[Items listed in a dataset]
———

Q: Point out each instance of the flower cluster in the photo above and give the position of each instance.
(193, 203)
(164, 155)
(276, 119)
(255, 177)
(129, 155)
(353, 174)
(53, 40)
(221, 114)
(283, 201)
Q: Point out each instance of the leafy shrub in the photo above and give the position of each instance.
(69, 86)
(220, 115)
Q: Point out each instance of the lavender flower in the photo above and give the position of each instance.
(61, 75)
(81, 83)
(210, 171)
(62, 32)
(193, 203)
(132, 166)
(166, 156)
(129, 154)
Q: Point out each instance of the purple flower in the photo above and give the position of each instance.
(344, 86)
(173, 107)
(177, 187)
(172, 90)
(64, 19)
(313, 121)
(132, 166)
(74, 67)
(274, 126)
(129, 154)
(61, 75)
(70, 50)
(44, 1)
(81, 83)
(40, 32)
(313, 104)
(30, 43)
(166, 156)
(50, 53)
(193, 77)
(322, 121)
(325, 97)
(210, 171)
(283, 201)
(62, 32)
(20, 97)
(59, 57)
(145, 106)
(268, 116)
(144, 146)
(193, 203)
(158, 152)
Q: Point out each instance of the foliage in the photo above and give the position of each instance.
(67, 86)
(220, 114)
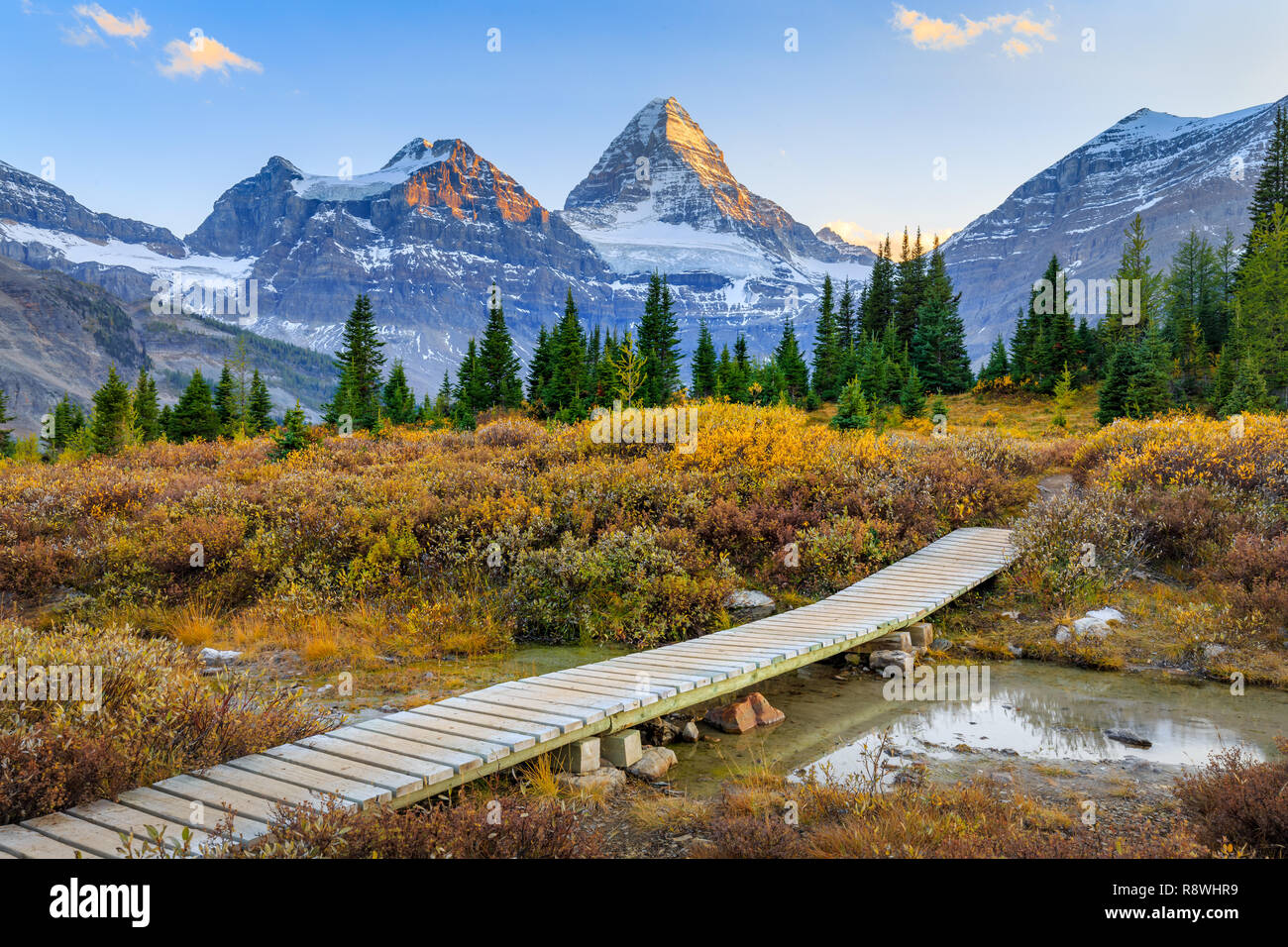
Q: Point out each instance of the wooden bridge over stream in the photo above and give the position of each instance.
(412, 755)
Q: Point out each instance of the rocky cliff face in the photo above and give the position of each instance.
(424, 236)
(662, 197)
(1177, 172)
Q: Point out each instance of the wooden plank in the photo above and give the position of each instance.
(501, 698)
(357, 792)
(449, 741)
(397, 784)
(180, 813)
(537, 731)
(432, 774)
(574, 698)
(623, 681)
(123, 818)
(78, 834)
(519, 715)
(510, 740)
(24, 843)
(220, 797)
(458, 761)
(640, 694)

———

REQUIREMENT: Return the entries above exactly as they appear. Pictures should not be copied.

WRITTEN RESPONSE:
Q: Point out each instance of the flower cluster in the photo above and give the position of each instance.
(193, 203)
(164, 155)
(276, 119)
(255, 177)
(129, 155)
(353, 174)
(53, 40)
(221, 114)
(283, 201)
Q: Point out each instance of the leafy shrub in the photo above and give the position of each instance.
(69, 86)
(220, 115)
Q: Point out each instance of the lavender flower in the photo above and give the position of each instance.
(61, 75)
(81, 83)
(210, 171)
(62, 32)
(193, 203)
(132, 166)
(166, 156)
(129, 154)
Q: Point out each instance of the purple flower in the photo above and give the position of each instance.
(344, 86)
(173, 107)
(177, 187)
(172, 90)
(64, 19)
(313, 121)
(132, 166)
(74, 67)
(274, 126)
(129, 154)
(61, 75)
(70, 50)
(44, 1)
(81, 83)
(40, 32)
(313, 104)
(30, 43)
(166, 156)
(50, 53)
(193, 77)
(322, 121)
(325, 97)
(210, 171)
(283, 201)
(62, 32)
(20, 97)
(59, 57)
(145, 106)
(268, 116)
(144, 146)
(193, 203)
(158, 152)
Q: Point out each instance of the foliage in the photo above and give the position of each instance.
(67, 86)
(220, 114)
Q: Point out each instance of the wooden bridge over stream in the photo above and give the position of each instance.
(412, 755)
Q: Point out each instance of the rocky cliff face in the photo above and give the position of each instance.
(424, 236)
(662, 197)
(1177, 172)
Q: Point out each instance of the wooden plank in the photo above and give the position of each instance.
(501, 698)
(357, 792)
(449, 741)
(397, 784)
(180, 813)
(537, 731)
(432, 774)
(574, 698)
(623, 681)
(123, 818)
(78, 834)
(519, 715)
(510, 740)
(24, 843)
(220, 797)
(458, 761)
(640, 694)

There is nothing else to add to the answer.